- Prompt
Repeat the listing in full. Nothing may be added or left out.

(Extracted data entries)
[Start]

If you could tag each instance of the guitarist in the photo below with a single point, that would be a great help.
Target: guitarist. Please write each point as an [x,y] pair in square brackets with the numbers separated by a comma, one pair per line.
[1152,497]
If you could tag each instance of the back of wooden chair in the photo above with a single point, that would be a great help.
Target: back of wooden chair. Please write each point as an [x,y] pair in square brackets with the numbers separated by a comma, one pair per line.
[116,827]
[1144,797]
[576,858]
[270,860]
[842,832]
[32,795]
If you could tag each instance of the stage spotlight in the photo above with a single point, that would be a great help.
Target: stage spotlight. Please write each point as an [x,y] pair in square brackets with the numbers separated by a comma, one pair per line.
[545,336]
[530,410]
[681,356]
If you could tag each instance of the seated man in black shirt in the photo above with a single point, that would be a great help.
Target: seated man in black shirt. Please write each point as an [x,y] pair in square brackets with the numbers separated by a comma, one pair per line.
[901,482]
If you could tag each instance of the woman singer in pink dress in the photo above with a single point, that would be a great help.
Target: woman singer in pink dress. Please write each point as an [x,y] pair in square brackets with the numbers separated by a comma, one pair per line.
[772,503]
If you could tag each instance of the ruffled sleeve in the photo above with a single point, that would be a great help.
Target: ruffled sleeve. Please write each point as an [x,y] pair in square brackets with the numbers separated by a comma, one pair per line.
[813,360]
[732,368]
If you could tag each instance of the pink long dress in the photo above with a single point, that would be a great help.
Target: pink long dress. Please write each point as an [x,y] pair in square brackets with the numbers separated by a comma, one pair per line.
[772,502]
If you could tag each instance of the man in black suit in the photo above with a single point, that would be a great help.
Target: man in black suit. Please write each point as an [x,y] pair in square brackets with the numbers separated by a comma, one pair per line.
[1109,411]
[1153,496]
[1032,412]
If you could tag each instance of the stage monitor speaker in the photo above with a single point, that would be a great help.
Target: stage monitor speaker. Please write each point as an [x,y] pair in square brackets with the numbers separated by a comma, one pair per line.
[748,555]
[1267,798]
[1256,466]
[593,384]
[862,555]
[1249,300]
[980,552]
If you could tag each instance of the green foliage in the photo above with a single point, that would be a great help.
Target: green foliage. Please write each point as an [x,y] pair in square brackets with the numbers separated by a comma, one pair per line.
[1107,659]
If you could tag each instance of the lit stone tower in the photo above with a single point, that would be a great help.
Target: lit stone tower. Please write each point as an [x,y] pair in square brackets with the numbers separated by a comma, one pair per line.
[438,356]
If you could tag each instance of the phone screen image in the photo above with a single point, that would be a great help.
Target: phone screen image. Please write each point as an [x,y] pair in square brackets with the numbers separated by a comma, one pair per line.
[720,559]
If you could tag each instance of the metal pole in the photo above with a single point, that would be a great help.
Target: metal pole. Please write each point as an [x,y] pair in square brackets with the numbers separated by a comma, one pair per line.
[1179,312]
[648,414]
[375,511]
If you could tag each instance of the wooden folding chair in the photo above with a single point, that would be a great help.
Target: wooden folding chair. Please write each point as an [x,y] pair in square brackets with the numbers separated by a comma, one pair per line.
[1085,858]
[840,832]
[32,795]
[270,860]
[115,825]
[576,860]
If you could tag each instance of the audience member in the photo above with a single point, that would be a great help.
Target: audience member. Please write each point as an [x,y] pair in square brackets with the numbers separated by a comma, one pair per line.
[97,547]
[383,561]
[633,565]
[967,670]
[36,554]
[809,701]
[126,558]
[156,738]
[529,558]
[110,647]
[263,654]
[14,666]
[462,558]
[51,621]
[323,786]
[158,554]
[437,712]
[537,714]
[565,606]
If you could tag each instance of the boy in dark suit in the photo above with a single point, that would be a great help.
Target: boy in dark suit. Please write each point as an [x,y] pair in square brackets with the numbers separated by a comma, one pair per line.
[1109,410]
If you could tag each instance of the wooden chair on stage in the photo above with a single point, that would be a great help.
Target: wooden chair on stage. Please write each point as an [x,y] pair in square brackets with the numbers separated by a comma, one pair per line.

[End]

- Answer to the exercise
If you could tag each instance of the guitarist in the photo below with a single point, that would be a great help.
Target: guitarist. Please write each point as an [x,y] pair in square brackets with the numbers separated by a comma, one pair per line.
[1152,497]
If you could tag each instance of the back of wooden chair in the photo above with a single point, that would be a great help.
Target: back of wooden chair. Please write each point as an [x,y] pair in square brackets with the numbers separated by a comma, one pair per line.
[116,827]
[1144,797]
[576,858]
[270,860]
[842,832]
[32,795]
If you could tag each instance of the stage spotlight in the photo above with a single point, that would be a great help.
Target: stage spotlight. Please write each point as an [x,y] pair in square brackets with the numbers separated by a comma, one pair per line.
[545,336]
[530,410]
[681,356]
If you could tag each instance of the seated man in black shirt in the photo above with a single point, that would be a great help.
Target: seated man in black shirt. Please write each point as an [x,y] pair in square brackets with the numbers separated by a comma, one pair per line.
[901,482]
If you could tag each instance of the woman singer in pink dress in the photo above with a single point, that would be a great help.
Target: woman singer in pink dress. Please write each point as an [x,y] pair in square brackets with the numbers separated by a comma, one pair per line.
[772,503]
If you could tag each instance of the ruffled sleeve in the photo above with a single point, that would be a great help.
Target: ruffled sleeve. Please write each point as an [x,y] pair in square brackets with the numbers separated by a comma, one pair per line.
[813,360]
[732,368]
If you could tag each instance of the pink long dress in the photo above with a single point, that would be a great help.
Target: pink long dress. Please write each point as an [x,y] pair in square brackets with the numbers separated by a comma, one pair per line.
[772,502]
If you could tag each instance of the man in black suit in the photo above with a single point, that would be a great help.
Target: man in black suit. Please write each point as an [x,y] pair in square brackets with the numbers separated by a comma, one pair per line.
[1109,411]
[1153,496]
[1032,412]
If you could tag each instance of the stage monitor speaker in the photo above with a single point, that would be a great help.
Target: stage monitor speaker. Please write each point as an [x,y] pair in square brackets with the numbers separated by a comma, one pair per line.
[748,555]
[1267,798]
[1256,466]
[593,384]
[862,555]
[1249,300]
[980,552]
If you could tag each instance of the green foliage in the photo above with a single point, that would be a great help.
Target: green foliage. Please write each point as an [x,y] pair in square brackets with the numbers separated by a comma, one pair per line.
[1107,659]
If you could tag each instance of the lit stone tower in the photo above with a single point, that would be a great help.
Target: lit stone tower. Please write each point as an [x,y] pair in square brackets with the numbers separated by a comma, one pair per line.
[438,356]
If you could tag each instance of the phone screen image in the photo above with a single point, that would be a great help.
Target: phone screen image. Please write each point as an [x,y] pair in square brackets with the numbers separated by a comma, one pair per line.
[720,559]
If you could tag each instance of the metal pole in the photo above with a single point, that would be a great help.
Target: metal pole. Please write each point as an [x,y] pair in square brackets with the numbers separated by a comma, one pair per line.
[1179,312]
[648,414]
[375,511]
If you could tag each instance of the wooden folding chair in the photo above with a single point, that would be a great help.
Target: wooden folding chair. Please write each point as an [x,y] pair in square brackets with the numbers separated by a comma, one pair per line.
[1085,858]
[840,832]
[32,795]
[270,860]
[115,825]
[576,860]
If you could tag each instance of the audience member in the photo above with a single point, that would be a great help.
Target: audience member. Please write each point as an [x,y] pair in square brackets with the numbers separated by a comma, one pair per line.
[97,547]
[383,561]
[633,565]
[967,670]
[36,554]
[809,701]
[126,558]
[156,738]
[529,558]
[110,647]
[263,654]
[14,666]
[462,558]
[51,621]
[323,786]
[158,554]
[437,712]
[537,714]
[565,606]
If you could tag each instance of the boy in dark suit in the photo above with a single point, that would be a great help.
Target: boy in dark suit. Please write each point as an [x,y] pair in square brackets with the numbers separated by a comma, one pair per line.
[1109,410]
If you could tag each instance of the wooden chair on stage in the photo above with a single point, that would be a great help.
Target: wooden chair on stage. Please write each point as an [x,y] pair in square brackets with the numbers separated by a comma, one pair per line.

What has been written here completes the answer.